- Passage given
════════════════════

OK, I haven't found this issue mentioned in this fourm, but I could have missed it, if I did just link it related and pls don't flame.
System info:
gentoo-2.6.11 kernel no patches. (Si support compiled in, raid support compiled in)
1.4 GHz athlon on a K266 MB with 512MB ram
Background:
A while ago I decided to try software raid to but together a bunch of 250 GB harddrives. My goal was to put just over 1TB under my desk. I wanted to string together 6 250 GB Western Digital SATA drives in raid 5 for a non wallet destroying price(software raid). I did some research to make sure the drives were not blacklisted. Then I bought two 4 port SATA controllers.
http://www.syba.com/product/43/02/05/index.html (SATA card)
http://www.wdc.com/en/products/Products.asp?DriveID=59 (Drives)
I believe the controllers are the SI 3114 chipset.
How the problem Exhibits itself:
When the array gets busy drives get kicked out of the raid array.
Access to the kicked out drive(s) results in a timeout for what ever utility I use to get stats on it. (mdadm, fdisk, mount, anything that accesses the device)
Anything that uses the drive is extremely slow or does not work.
-fdisk read the partition information incorrectly and cannot modify anything
-raid becomes extremely slow
-If I try to wipe the kicked out disk nothing happens when I do a mkfs
After time other I/O systems start to fail.
Upon reboot the raid array does not unmount and I get an error code from the drive(s) that got kicked out. (I don't have the code in front of me but I will update later)
I found a similar issue with an earlier model here:
http://forums.gentoo.org/viewtopic-t...ata+4port.html
Why I think this is a driver problem:
I yank all the drives from the raid array and made them stand alone vanilla sata drives. I error checked the drives and found no problems.
Other observations:
I have a total of 8 of these drives, the bigger I make the array the faster disks get kicked out.
There is no bias to any single drive getting kicked out.
If the array is broken and rebuilt I have no problem until the array gets busy again.
If the array is > 6 disks a dsk get kicked out about 15 minutes after the array is created.
My WAG:
Something is causeing an extreme smount of PCI traffic. By extreme I mean waaaaay more than it should. This causes some type of internal timeout. The drive gets marked bad by the md driver(rightfully so since it is non-reponsive) and kicked out. The kernel can't recover and the badness spreads to other I/O systems.
I'll link if I find a solution, if you know of a solution pls pls pls link me to it.
-Darkseer
This is related I think:
http://www.thisishull.net/archive/in...p/t-21928.html

════════════════════

- Exercise
Reproduce the forum post word for word from "-fdisk read the" to "getting kicked out.". The lines that come next have no connection to the forum post about software RAID.

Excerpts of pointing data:
════════════════════

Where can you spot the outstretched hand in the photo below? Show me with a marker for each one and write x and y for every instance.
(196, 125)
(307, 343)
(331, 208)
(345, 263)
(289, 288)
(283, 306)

════════════════════

- Written reply
-fdisk read the partition information incorrectly and cannot modify anything
-raid becomes extremely slow
-If I try to wipe the kicked out disk nothing happens when I do a mkfs
After time other I/O systems start to fail.
Upon reboot the raid array does not unmount and I get an error code from the drive(s) that got kicked out. (I don't have the code in front of me but I will update later)
I found a similar issue with an earlier model here:
http://forums.gentoo.org/viewtopic-t...ata+4port.html
Why I think this is a driver problem:
I yank all the drives from the raid array and made them stand alone vanilla sata drives. I error checked the drives and found no problems.
Other observations:
I have a total of 8 of these drives, the bigger I make the array the faster disks get kicked out.
There is no bias to any single drive getting kicked out.